We’ve long used the brain as inspiration for computers, but the SpiNNaker supercomputer, switched on this month, is probably the closest we’ve come to recreating it in silicon. Now scientists hope to use the supercomputer to model the very thing that inspired its design.
The brain is the most complex machine in the known universe, but that complexity comes primarily from its architecture rather than the individual components that make it up. Its highly interconnected structure means that relatively simple messages exchanged between billions of individual neurons add up to carry out highly complex computations.
That’s the paradigm that has inspired the ‘Spiking Neural Network Architecture” (SpiNNaker) supercomputer at the University of Manchester in the UK. The project is the brainchild of Steve Furber, the designer of the original ARM processor. After a decade of development, a million-core version of the machine that will eventually be able to simulate up to a billion neurons was switched on earlier this month.

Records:
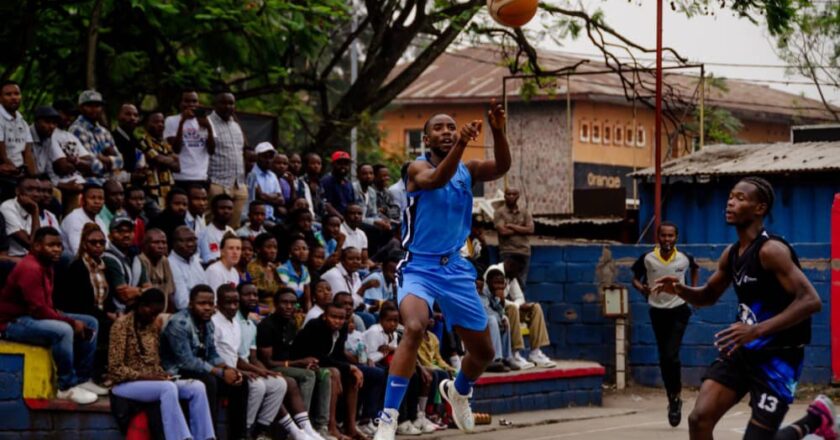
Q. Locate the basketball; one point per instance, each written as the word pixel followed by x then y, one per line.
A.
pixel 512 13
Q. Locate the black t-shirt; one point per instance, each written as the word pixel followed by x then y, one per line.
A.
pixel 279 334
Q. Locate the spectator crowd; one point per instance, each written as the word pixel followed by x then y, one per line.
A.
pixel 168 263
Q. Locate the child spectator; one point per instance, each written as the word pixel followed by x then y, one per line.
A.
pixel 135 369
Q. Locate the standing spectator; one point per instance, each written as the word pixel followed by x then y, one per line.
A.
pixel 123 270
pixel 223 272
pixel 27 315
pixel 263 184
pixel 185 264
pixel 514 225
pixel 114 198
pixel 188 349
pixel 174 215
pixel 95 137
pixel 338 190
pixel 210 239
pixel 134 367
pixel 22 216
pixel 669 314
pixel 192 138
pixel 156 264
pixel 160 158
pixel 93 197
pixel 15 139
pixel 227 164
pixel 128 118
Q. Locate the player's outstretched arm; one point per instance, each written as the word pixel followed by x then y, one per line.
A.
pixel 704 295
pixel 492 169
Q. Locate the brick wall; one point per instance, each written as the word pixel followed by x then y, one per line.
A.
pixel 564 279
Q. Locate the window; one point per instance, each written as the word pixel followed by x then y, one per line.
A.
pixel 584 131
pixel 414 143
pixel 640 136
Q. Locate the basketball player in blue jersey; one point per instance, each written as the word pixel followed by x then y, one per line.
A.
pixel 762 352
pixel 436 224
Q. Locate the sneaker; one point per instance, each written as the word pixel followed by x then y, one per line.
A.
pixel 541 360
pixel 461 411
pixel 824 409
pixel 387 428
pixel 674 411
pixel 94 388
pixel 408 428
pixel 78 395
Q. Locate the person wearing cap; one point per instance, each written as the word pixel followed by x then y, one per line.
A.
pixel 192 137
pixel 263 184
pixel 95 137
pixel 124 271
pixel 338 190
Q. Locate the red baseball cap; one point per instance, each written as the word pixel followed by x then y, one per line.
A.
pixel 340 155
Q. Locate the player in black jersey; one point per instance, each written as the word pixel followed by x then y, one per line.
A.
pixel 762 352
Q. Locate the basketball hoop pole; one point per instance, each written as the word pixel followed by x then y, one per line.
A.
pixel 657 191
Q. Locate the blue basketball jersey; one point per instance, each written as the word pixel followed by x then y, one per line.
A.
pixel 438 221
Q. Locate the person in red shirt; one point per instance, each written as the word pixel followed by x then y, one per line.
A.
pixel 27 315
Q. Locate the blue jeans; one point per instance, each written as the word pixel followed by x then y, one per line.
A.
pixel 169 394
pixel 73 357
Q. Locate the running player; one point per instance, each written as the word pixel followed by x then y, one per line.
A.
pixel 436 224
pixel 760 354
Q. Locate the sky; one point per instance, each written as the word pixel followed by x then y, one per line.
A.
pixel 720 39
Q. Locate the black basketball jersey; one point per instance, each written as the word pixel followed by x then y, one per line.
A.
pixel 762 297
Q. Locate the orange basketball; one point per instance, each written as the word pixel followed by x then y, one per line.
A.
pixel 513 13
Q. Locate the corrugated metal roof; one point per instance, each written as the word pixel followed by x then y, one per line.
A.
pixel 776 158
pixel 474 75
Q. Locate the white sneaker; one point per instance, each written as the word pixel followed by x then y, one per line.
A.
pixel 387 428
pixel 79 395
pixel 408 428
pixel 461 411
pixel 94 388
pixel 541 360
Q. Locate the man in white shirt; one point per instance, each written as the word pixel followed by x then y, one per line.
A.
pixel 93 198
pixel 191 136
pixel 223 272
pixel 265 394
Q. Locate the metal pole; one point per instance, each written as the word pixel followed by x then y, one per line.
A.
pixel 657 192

**WORK TO BE COMPLETED**
Reproduce the part of the SpiNNaker passage that opens with the words containing "The brain is" and closes with "highly complex computations.". Rely only on the SpiNNaker passage, not on the entries.

**ANSWER TO THIS PROBLEM**
The brain is the most complex machine in the known universe, but that complexity comes primarily from its architecture rather than the individual components that make it up. Its highly interconnected structure means that relatively simple messages exchanged between billions of individual neurons add up to carry out highly complex computations.